TEXTAUSZUG:
Trillerpfeifen, Sonnenblumen und viel nackte Haut - die Loveparade-Jahre sind die Zeit der fröhlichen Hedonisten. Vor 25 Jahren wird die Openair-Technoparty zum ersten Mal gefeiert. Was bleibt nach dem tödlichen Unglück vom Mythos des Spektakels?
Berlin/Duisburg - „Friede, Freude, Eierkuchen“ - als die Loveparade vor 25 Jahren zum ersten Mal durch Berlin zieht, hat sie das wohl freundlichste Motto aller politischen Demonstrationen. Mit 150 Technofans tanzt Parade-Gründer DJ Dr. Motte am 1. Juli 1989 bei Nieselregen für eine friedliche Weltrevolution über den Kurfürstendamm.
Wenige Jahre später ist aus der Demo eine kommerzielle Veranstaltung mit mehr als einer Million Ravern geworden. Bereits vor dem Loveparade-Umzug ins Ruhrgebiet im Jahr 2007 scheint die Zeit der leichtbekleideten Hedonisten dann vorbei. Getanzt wird weiter - bis das Techno-Spektakel 2010 mit dem tragischen Unglück in Duisburg mit 21 Toten ein furchtbares Ende findet.

ZU ERLEDIGEN:
A. Fasse den Absatz aus dem Text über die Loveparade, der mit „Wenige Jahre später“ beginnt, als kurze Liste zusammen und behalte dabei seine wichtigsten Fakten.
B. Mit wie vielen Technofans tanzt Dr. Motte laut dem Text über die Loveparade am 1. Juli 1989 über den Kurfürstendamm?
C. Setze den Text über die Loveparade nach seinem letzten Satz fort.
Die Zeilen werden für die Bearbeitung nicht gebraucht.

AUSGEWÄHLTE ZEILEN:

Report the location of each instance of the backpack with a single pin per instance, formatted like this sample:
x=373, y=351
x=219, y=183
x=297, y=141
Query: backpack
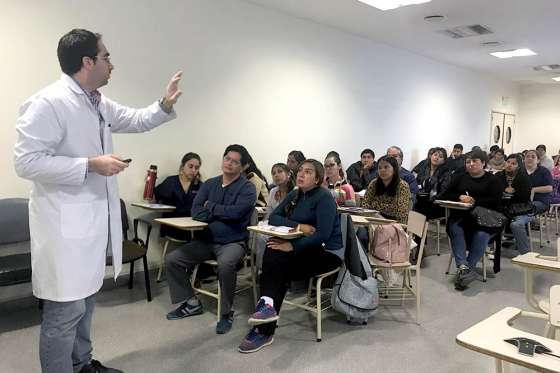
x=390, y=243
x=355, y=292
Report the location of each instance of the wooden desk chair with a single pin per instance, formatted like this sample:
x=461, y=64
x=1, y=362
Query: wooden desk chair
x=490, y=254
x=316, y=305
x=249, y=264
x=132, y=251
x=417, y=227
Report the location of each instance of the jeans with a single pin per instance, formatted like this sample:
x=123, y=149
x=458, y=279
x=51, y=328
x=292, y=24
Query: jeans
x=186, y=257
x=518, y=227
x=65, y=341
x=540, y=207
x=475, y=243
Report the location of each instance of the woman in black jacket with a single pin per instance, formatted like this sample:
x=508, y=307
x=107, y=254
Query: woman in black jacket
x=517, y=199
x=433, y=179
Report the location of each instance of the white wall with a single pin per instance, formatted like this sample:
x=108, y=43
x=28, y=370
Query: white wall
x=252, y=76
x=539, y=117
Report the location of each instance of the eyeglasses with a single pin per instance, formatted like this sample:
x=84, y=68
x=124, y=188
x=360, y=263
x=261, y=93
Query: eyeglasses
x=232, y=161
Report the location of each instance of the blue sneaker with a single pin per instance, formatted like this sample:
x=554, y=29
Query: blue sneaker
x=224, y=325
x=185, y=310
x=254, y=341
x=264, y=313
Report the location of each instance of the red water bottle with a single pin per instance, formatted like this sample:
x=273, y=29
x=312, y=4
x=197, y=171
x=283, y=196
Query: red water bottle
x=151, y=177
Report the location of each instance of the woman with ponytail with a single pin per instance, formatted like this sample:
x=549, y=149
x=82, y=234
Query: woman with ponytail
x=312, y=210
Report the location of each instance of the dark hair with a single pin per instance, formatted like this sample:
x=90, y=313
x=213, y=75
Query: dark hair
x=242, y=152
x=298, y=155
x=319, y=175
x=391, y=189
x=187, y=157
x=441, y=150
x=477, y=154
x=334, y=155
x=290, y=183
x=74, y=46
x=367, y=151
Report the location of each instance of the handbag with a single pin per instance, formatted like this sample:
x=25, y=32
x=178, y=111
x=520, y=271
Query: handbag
x=488, y=219
x=519, y=208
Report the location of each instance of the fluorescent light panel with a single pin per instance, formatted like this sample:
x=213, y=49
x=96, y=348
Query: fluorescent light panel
x=392, y=4
x=523, y=52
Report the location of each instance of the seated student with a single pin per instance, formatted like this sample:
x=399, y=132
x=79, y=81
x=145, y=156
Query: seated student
x=226, y=203
x=541, y=181
x=457, y=160
x=544, y=159
x=295, y=157
x=284, y=185
x=180, y=191
x=255, y=176
x=361, y=173
x=388, y=194
x=312, y=209
x=432, y=181
x=480, y=188
x=497, y=162
x=396, y=152
x=342, y=192
x=516, y=188
x=423, y=164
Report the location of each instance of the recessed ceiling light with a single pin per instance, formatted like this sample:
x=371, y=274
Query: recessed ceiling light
x=435, y=18
x=490, y=43
x=523, y=52
x=392, y=4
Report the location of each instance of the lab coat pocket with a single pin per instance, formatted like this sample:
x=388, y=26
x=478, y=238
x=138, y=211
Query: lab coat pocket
x=82, y=220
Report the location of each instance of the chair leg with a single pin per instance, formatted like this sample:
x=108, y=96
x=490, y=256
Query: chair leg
x=131, y=276
x=162, y=261
x=319, y=306
x=438, y=237
x=147, y=278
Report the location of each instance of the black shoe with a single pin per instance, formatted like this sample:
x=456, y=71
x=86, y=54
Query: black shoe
x=96, y=367
x=185, y=310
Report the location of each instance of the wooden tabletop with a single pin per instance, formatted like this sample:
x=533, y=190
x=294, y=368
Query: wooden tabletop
x=154, y=206
x=186, y=223
x=537, y=261
x=487, y=337
x=453, y=204
x=286, y=236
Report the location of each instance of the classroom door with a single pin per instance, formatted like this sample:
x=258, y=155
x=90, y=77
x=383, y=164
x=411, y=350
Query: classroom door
x=502, y=129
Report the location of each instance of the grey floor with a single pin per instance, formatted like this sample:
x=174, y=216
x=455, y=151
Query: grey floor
x=133, y=335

ERGEBNISSE:
A.
- Wenige Jahre nach dem Start ist aus der Demo eine kommerzielle Veranstaltung mit mehr als einer Million Ravern geworden.
- Schon vor dem Umzug ins Ruhrgebiet 2007 scheint die Zeit der leichtbekleideten Hedonisten vorbei.
- Getanzt wird weiter, bis das Spektakel 2010 mit dem Unglück in Duisburg mit 21 Toten endet.

B. Mit 150 Technofans.

C.
Auch wenn es nie wieder eine Loveparade geben werde, habe das Fest Spuren hinterlassen, die über das Unglück hinausgehen: „Im Laufe der Jahre wird hinter dem Entsetzen eines Tages wieder eine nostalgische Idee der Loveparade entstehen“, glaubt Soziologe Ronald Hitzler von der TU Dortmund. „Einen Widerhaken wird es aber immer geben“.
In Duisburg sterben 21 Menschen
Am 24. Juli 2010 geschieht die Tragödie: Auf der zu engen Eingangsrampe zum Festivalgelände in Duisburg kommt es zu einer Massenpanik. Mehr als 500 Menschen werden verletzt, 21 junge Frauen und Männer sterben - zerquetscht und im Gedränge erstickt. Mit ihnen stirbt die Loveparade.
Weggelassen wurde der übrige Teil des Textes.